** WHAT IS NEEDED **
The answer is a single number: the count of lines below in which the word "crayfish" appears.

** Stored data entries **
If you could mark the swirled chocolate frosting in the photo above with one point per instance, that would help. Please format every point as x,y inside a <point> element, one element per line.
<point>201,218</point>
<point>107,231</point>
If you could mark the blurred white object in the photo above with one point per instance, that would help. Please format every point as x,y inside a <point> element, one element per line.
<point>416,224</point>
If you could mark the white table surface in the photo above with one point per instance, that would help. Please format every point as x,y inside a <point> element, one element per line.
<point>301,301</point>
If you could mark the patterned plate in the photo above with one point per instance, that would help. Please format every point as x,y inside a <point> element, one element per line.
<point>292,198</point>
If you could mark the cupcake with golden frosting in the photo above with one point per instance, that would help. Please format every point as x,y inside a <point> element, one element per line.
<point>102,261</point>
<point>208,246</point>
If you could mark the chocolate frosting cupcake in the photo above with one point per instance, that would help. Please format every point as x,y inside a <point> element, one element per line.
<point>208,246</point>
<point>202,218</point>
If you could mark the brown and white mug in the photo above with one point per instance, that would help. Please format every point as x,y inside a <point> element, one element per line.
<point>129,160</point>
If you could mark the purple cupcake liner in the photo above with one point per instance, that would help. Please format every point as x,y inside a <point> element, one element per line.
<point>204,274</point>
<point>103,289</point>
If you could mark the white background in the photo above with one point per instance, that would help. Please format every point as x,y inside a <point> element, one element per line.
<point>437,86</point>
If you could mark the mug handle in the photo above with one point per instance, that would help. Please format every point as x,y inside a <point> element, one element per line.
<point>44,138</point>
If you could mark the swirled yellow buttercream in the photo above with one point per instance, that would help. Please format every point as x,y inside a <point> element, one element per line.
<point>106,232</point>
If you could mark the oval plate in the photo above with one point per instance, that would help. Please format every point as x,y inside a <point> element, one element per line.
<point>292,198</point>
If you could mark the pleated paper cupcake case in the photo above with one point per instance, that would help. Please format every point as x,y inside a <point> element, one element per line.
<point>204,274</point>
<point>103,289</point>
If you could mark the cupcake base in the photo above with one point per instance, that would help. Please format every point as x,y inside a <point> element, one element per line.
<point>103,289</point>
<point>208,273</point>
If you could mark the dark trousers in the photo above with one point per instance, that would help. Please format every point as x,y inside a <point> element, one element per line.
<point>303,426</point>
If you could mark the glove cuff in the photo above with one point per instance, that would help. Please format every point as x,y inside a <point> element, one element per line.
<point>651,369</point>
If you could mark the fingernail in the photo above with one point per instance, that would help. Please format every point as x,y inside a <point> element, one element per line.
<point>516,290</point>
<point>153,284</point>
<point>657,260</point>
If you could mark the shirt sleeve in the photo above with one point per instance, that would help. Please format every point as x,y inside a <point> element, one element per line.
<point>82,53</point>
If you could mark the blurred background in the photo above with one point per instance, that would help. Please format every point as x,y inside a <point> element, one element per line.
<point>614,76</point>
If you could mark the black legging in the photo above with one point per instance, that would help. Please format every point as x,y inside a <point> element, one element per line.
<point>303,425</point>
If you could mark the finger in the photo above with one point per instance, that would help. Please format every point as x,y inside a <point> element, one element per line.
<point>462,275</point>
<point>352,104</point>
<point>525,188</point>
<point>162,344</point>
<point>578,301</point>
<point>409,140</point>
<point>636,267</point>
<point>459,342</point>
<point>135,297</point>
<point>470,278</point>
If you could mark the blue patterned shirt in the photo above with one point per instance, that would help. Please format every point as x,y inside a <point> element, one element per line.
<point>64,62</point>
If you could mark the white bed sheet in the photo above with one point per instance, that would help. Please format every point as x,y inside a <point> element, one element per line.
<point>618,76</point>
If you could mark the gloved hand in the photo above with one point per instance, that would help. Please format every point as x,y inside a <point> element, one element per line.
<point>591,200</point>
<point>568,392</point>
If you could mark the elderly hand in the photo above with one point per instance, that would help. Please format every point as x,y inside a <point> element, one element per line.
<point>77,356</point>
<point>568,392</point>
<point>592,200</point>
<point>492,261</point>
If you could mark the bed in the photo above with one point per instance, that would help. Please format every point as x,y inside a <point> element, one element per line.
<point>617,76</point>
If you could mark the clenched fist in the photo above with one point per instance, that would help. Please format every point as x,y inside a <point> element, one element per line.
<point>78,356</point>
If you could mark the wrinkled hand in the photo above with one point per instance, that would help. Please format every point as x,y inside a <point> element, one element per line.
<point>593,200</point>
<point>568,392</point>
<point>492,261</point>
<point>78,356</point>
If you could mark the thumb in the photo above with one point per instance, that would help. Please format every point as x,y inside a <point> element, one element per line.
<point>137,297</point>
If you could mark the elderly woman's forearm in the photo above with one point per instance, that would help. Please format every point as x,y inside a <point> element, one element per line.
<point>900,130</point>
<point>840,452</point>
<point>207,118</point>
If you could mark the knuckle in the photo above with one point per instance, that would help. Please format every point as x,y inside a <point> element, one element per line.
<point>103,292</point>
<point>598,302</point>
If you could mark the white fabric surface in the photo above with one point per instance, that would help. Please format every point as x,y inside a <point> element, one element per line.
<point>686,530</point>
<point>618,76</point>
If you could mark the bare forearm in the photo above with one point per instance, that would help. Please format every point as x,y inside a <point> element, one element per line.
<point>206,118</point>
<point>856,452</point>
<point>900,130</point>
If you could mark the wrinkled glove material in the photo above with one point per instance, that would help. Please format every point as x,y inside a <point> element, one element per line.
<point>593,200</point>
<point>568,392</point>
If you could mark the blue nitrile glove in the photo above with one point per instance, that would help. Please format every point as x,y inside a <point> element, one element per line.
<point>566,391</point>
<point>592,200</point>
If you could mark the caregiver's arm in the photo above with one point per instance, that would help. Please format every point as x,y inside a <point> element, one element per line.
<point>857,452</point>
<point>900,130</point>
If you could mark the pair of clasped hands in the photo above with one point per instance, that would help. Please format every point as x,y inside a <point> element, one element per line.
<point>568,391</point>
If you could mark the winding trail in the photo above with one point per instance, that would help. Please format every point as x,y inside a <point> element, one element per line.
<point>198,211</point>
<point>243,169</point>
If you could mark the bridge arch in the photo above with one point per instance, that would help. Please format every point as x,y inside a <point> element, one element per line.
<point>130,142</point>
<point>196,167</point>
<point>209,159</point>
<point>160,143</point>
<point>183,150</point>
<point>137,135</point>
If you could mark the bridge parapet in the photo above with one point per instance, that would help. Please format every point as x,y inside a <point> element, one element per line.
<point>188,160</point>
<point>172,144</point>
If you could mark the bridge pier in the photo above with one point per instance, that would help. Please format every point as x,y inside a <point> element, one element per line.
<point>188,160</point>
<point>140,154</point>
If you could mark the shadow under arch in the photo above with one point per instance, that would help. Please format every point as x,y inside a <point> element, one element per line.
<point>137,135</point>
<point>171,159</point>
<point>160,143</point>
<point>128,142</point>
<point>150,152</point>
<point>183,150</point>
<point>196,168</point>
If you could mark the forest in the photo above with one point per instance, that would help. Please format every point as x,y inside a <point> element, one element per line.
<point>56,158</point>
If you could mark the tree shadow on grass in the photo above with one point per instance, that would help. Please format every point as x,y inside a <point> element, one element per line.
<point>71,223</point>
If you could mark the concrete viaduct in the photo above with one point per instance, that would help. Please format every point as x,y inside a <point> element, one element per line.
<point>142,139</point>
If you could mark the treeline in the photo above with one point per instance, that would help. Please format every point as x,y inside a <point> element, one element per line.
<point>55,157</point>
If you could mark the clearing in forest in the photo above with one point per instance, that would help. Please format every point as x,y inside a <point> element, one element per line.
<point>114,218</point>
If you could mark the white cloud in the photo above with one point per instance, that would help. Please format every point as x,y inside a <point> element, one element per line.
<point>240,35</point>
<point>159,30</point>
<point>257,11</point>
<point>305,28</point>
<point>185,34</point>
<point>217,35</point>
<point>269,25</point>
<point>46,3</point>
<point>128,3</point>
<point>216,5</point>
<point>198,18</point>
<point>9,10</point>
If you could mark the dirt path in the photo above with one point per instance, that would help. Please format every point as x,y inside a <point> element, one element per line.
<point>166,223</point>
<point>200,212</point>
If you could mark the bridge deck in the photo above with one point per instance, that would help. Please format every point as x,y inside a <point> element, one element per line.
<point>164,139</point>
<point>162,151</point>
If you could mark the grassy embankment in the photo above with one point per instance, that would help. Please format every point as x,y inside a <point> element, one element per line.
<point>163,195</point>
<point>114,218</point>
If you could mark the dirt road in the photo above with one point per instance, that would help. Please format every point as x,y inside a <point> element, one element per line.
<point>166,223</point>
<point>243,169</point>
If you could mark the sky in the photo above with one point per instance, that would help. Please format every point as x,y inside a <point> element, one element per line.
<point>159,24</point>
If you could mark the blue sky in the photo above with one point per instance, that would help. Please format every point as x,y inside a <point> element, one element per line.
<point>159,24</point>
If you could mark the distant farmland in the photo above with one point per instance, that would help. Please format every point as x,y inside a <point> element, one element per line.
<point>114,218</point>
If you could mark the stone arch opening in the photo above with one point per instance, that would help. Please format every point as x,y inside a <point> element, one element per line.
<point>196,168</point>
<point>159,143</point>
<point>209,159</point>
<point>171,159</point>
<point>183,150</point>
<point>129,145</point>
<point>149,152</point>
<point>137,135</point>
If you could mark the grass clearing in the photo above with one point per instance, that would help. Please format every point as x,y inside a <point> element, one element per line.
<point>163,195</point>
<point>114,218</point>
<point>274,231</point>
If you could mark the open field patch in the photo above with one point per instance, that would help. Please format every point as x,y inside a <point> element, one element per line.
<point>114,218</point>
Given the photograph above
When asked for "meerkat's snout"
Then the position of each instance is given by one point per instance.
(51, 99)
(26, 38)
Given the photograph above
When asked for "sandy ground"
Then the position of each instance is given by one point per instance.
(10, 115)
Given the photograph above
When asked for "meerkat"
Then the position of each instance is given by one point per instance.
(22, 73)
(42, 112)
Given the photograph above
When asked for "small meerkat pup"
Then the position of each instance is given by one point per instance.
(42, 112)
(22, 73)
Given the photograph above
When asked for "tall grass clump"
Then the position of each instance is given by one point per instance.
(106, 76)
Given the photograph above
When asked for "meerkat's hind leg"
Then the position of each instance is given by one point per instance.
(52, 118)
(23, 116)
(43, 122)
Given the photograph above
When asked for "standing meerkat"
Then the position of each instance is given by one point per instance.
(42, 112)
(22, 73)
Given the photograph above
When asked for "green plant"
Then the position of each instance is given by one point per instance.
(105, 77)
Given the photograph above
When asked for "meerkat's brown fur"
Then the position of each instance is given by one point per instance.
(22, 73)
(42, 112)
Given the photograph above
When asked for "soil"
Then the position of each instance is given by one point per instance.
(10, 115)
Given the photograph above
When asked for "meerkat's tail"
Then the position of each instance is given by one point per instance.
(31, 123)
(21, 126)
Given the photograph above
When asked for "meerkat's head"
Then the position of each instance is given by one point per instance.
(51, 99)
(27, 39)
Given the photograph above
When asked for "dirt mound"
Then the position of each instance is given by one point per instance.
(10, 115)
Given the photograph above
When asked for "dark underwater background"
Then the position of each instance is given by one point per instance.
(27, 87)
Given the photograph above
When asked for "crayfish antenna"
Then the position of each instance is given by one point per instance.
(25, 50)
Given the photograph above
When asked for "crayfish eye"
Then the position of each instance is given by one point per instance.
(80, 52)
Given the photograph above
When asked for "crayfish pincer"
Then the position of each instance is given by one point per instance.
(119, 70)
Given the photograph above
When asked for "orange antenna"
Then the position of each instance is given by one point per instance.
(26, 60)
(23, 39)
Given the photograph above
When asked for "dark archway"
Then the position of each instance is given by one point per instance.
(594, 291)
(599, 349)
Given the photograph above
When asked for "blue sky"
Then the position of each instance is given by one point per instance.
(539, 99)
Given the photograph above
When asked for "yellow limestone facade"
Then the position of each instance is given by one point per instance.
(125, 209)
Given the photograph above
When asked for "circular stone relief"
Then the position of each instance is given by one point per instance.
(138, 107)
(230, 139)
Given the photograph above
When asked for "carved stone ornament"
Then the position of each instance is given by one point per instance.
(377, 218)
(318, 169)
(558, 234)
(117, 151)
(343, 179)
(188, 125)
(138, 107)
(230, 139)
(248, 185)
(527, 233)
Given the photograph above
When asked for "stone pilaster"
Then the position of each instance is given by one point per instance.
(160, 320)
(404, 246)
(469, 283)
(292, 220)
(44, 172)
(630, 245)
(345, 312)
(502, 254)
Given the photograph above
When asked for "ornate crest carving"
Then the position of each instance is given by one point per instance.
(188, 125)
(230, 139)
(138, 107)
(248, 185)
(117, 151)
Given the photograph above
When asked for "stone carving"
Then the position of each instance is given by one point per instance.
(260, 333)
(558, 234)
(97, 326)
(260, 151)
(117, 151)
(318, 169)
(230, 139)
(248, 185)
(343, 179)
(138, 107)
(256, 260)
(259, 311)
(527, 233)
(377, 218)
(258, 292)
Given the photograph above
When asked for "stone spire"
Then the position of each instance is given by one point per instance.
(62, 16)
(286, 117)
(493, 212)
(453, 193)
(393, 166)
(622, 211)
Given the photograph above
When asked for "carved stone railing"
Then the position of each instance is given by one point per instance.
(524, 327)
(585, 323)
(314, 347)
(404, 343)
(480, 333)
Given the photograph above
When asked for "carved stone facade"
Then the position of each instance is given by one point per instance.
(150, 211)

** EXERCISE RESULT **
3